— WHAT YOU ARE ASKED TO DO —
In the entries below, find the line containing "[indicate] the white hat". Copy it and all lines after it, exactly, through the end.
--- START OF DATA FOR THIS TASK ---
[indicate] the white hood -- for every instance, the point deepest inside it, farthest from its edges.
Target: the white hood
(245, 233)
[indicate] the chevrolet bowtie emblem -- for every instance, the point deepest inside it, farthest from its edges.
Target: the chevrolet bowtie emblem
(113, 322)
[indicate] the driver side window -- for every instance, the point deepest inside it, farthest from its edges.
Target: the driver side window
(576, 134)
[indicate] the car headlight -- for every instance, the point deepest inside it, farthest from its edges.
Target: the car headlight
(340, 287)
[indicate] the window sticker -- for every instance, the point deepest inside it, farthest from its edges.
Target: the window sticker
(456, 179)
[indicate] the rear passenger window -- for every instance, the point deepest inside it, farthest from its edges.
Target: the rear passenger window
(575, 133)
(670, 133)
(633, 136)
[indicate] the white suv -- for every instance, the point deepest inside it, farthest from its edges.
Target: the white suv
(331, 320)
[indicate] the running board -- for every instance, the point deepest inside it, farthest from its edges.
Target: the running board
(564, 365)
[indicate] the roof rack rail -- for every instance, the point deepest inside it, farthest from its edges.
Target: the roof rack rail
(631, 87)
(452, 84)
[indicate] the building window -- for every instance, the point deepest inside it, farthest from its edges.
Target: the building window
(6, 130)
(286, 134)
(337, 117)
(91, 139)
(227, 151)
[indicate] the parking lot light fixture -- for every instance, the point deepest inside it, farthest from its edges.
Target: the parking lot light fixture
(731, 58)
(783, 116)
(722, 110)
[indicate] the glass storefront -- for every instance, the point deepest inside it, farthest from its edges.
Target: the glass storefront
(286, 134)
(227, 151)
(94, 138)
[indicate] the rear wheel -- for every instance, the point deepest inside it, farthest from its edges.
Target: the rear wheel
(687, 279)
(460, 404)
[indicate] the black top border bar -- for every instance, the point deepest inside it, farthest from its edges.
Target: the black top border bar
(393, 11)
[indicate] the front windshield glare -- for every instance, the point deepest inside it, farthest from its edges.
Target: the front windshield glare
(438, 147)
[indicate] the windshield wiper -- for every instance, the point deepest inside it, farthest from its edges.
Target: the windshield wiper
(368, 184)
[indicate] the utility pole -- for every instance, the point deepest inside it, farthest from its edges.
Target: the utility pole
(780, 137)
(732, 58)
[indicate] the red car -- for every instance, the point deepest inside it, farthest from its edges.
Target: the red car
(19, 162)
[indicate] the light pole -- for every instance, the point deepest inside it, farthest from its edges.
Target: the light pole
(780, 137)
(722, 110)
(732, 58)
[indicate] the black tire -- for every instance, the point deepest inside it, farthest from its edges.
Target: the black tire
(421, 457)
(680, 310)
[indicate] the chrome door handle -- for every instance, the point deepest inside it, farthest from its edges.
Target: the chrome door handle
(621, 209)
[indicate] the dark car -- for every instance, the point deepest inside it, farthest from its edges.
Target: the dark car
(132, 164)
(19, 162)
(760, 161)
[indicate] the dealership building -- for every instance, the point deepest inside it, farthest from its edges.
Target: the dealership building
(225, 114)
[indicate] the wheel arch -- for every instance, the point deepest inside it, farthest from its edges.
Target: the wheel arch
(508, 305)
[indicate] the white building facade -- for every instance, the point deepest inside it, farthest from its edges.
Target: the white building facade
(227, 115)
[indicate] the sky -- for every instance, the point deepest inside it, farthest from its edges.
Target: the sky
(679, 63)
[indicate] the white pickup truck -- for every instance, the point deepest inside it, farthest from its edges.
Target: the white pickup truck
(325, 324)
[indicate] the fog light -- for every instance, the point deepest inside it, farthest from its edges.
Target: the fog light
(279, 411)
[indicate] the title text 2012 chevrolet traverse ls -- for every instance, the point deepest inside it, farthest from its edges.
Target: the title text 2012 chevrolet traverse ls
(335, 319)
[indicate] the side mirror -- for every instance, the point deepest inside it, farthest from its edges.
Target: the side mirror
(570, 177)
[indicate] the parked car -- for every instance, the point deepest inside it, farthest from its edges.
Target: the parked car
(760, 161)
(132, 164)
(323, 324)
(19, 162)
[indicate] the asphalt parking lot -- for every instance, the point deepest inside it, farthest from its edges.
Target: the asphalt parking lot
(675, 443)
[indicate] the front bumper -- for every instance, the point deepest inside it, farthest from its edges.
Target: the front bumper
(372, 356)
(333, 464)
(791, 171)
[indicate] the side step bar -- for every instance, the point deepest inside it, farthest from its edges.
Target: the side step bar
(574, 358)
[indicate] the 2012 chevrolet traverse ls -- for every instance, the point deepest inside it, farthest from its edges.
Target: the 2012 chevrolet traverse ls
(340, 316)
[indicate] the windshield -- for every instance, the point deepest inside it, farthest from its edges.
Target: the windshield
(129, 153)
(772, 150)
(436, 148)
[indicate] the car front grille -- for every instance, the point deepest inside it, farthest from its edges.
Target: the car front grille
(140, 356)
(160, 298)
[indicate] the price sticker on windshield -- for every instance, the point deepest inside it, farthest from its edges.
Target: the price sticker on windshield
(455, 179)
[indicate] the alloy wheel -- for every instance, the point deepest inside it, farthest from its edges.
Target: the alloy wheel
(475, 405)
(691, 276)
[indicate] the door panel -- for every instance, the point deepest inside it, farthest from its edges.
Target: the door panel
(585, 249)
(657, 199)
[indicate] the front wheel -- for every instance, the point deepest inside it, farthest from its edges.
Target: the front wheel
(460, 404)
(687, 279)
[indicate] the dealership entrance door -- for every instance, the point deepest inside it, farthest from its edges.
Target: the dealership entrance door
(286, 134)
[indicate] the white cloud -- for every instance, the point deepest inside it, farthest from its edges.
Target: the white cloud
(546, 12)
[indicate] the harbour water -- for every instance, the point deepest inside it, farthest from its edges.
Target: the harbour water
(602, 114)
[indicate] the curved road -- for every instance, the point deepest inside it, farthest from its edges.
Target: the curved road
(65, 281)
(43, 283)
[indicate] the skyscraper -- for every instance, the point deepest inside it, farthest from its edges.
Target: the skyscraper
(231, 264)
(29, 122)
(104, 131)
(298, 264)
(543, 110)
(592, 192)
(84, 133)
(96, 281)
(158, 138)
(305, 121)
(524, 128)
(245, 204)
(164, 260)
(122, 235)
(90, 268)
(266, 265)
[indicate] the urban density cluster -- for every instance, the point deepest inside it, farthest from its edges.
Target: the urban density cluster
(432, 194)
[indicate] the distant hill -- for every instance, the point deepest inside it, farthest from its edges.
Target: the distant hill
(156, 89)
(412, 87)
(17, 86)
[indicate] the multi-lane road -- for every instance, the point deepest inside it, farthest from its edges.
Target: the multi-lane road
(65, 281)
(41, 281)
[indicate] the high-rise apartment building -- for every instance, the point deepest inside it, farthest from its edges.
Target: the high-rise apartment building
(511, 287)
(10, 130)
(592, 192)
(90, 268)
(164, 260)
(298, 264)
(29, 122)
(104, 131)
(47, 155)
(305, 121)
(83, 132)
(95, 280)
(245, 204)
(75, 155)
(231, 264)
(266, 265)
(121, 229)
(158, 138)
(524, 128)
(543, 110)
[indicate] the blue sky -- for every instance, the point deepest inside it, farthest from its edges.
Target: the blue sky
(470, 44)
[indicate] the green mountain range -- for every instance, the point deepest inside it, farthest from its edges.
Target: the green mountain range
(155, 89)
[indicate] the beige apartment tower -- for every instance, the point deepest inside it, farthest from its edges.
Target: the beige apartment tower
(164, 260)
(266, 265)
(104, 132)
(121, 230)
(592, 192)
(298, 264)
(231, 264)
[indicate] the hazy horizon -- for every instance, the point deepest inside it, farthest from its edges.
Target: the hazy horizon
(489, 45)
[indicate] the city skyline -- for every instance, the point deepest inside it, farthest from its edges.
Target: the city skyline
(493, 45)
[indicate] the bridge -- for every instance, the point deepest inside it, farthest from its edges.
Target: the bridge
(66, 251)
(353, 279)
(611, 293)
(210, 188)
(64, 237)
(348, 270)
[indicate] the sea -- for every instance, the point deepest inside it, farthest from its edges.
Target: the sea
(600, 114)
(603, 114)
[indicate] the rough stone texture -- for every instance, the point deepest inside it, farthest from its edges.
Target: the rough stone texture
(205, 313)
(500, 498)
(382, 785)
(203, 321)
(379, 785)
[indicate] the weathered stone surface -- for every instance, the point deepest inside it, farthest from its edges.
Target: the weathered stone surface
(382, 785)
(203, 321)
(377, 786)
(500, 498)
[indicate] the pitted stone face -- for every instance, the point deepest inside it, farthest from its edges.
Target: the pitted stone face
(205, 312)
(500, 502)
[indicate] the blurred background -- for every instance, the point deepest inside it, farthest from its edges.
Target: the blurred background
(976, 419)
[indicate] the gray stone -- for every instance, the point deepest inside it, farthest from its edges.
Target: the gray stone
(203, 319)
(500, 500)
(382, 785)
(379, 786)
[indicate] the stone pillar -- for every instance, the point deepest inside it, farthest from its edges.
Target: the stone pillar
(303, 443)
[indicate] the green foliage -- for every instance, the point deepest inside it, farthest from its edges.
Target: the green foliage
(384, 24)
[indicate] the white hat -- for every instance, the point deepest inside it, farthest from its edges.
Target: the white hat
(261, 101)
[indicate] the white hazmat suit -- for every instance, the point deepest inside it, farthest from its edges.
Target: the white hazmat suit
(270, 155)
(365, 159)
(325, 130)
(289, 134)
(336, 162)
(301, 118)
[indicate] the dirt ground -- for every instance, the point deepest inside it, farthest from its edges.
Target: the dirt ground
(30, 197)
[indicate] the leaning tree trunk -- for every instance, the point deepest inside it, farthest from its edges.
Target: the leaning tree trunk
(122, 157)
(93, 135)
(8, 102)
--- END OF DATA FOR THIS TASK ---
— TASK ANSWER —
[indicate] the white hat -- for every instance, the point deepest inside it, farthest from its edges.
Target: the white hat
(261, 101)
[indicate] the white hazmat suit -- for every instance, the point deepest inside it, farthest from its edges.
Target: the white hazmat suit
(270, 155)
(365, 159)
(325, 130)
(289, 134)
(336, 162)
(301, 118)
[indicate] the dirt ground -- for every instance, the point deepest inside it, farthest from its edges.
Target: the dirt ground
(30, 197)
[indicate] the leaning tree trunk -- for every instance, the point deepest inside it, farthest from its edges.
Target: the leaning tree trunk
(122, 157)
(93, 135)
(8, 102)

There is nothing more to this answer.